━━━━━ Provided entries ━━━━━

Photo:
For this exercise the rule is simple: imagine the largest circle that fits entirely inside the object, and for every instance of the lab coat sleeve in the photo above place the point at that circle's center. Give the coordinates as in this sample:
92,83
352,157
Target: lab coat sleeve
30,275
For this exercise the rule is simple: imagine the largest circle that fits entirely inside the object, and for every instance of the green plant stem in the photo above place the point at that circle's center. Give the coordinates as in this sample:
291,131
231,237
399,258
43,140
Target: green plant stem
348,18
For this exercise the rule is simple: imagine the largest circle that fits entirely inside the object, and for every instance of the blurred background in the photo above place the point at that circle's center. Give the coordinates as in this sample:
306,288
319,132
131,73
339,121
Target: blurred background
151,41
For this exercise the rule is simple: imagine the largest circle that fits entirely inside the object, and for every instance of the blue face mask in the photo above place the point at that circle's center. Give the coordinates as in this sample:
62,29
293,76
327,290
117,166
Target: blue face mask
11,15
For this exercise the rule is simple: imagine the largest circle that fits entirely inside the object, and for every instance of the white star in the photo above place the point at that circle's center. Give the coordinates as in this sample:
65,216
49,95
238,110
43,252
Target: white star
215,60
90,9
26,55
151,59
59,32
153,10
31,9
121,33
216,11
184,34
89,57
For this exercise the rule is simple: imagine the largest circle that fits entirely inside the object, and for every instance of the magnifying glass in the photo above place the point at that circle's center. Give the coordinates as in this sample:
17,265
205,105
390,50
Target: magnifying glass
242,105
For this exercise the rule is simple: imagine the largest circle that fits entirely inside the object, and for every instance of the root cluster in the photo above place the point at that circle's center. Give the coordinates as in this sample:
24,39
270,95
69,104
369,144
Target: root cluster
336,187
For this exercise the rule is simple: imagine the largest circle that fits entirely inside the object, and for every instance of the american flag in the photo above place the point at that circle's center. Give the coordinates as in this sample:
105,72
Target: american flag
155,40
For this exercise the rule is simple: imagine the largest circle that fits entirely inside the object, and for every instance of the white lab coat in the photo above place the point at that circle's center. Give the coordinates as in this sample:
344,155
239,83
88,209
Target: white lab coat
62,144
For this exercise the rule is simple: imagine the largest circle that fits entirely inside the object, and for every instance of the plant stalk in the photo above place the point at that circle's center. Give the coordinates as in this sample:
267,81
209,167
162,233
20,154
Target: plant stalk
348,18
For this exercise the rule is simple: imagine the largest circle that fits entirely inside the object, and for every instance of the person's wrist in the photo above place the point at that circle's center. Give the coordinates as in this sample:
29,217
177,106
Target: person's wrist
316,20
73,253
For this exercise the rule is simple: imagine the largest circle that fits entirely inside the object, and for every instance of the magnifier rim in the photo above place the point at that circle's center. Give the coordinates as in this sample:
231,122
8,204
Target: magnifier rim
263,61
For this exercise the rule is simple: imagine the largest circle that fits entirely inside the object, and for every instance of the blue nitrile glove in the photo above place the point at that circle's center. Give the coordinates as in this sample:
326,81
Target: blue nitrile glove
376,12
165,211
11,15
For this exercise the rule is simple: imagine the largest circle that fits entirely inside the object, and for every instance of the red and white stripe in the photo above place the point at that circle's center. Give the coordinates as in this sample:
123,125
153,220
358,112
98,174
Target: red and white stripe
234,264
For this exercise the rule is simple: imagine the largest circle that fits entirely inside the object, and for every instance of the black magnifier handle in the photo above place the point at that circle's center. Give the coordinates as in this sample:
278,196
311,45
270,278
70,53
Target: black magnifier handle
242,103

━━━━━

What you have to do -
Extract the full listing and reproduce each line exactly.

Result of this exercise -
Photo:
For this exercise the rule is simple: imagine the largest circle that fits entirely inside the object, and for every instance of the lab coat sleeve in the photo above place the point at that circle's center. Give the coordinates as in this sample:
92,83
352,157
Target: lab coat sleeve
30,275
For this exercise the rule is simple: imagine the largest circle that fits entirely inside the object, and for every instance of the green plant stem in the photo above place the point at that circle's center. Give the coordinates as in this sample:
291,131
231,237
399,258
43,140
Target: green plant stem
348,18
For this exercise the rule is simple: imagine the largest circle that fits entirely inside the object, and for every instance of the blurred background in the photo above place the point at that circle's center. Give the coordinates as in this sample:
306,288
319,132
131,73
339,121
Target: blurred background
151,41
For this exercise the rule is simple: imagine the largest circle that fits entirely inside the object, and for every instance of the blue face mask in the photo above place the point at that circle's center. Give the coordinates as in this sample:
62,29
293,76
327,290
117,166
Target: blue face mask
11,15
For this exercise the rule is simple: imagine the largest circle that fits entirely inside the object, and for every instance of the white star in the photo above place the point at that circle's center. Give the coordinates as in this sample:
65,216
49,95
238,110
43,252
Target: white star
215,60
90,9
26,55
151,59
59,32
153,10
31,9
121,33
216,11
184,34
89,57
For this exercise the rule is simple: imagine the largest circle that fits entirely inside the object, and for every instance of the magnifying glass in the photo above place the point at that circle's center. Give the coordinates as in this sample:
17,265
205,105
390,50
Target: magnifying glass
242,105
For this exercise the rule is simple: imagine the largest circle that fits entirely inside the object, and for every instance of the root cluster in the photo above place the point at that circle's center. Give the coordinates as in this sample:
24,39
270,95
69,104
369,144
Target: root cluster
336,187
For this exercise the rule is simple: imagine the largest circle that fits entirely inside the object, and for every instance of the american flag in the photo above place the point at that circle's center. Give the coordinates as in this sample:
105,72
Target: american flag
155,40
For this exercise the rule is simple: imagine the largest circle that fits entirely inside the object, and for every instance of the white lab coat in the photo above place the point at that circle's center. Give the coordinates as in this sample:
344,155
239,83
88,209
Target: white lab coat
62,144
For this exercise the rule is simple: imagine the largest circle that fits entirely inside the object, and for every instance of the plant stalk in the photo above place the point at that circle's center. Give the coordinates as in this sample:
267,81
209,167
162,233
20,154
Target: plant stalk
348,18
For this exercise the rule is simple: imagine the largest circle that fits entirely inside the object, and for every instance of the person's wrist in the photo above place the point at that circle's center. Give the coordinates as in this sample:
29,217
177,106
Target: person's wrist
316,20
73,253
For this exercise the rule is simple: imagine the largest circle that fits entirely inside the object, and for every instance of the magnifier rim in the photo above place the point at that circle's center. Give the coordinates as in this sample:
231,122
8,204
Target: magnifier rim
263,61
For this exercise the rule is simple: imagine the largest circle that fits entirely inside the object, and for every instance of the blue nitrile glove in the photo above place the point at that circle's center. Give the coordinates as in this sample:
326,81
Target: blue nitrile glove
376,12
165,211
11,15
For this exercise the rule is simple: imagine the largest circle that fits entirely inside the object, and for every instance of the red and white stripe in the photo above place the point at that circle's center. Give the coordinates as in this sample:
123,125
153,220
358,112
98,174
Target: red and white stripe
234,264
For this exercise the rule is simple: imagine the largest circle that fits entirely inside the object, and for every instance of the black magnifier handle in the photo above place the point at that circle's center. Give the coordinates as in this sample:
278,196
311,45
270,278
70,53
Target: black magnifier handle
242,103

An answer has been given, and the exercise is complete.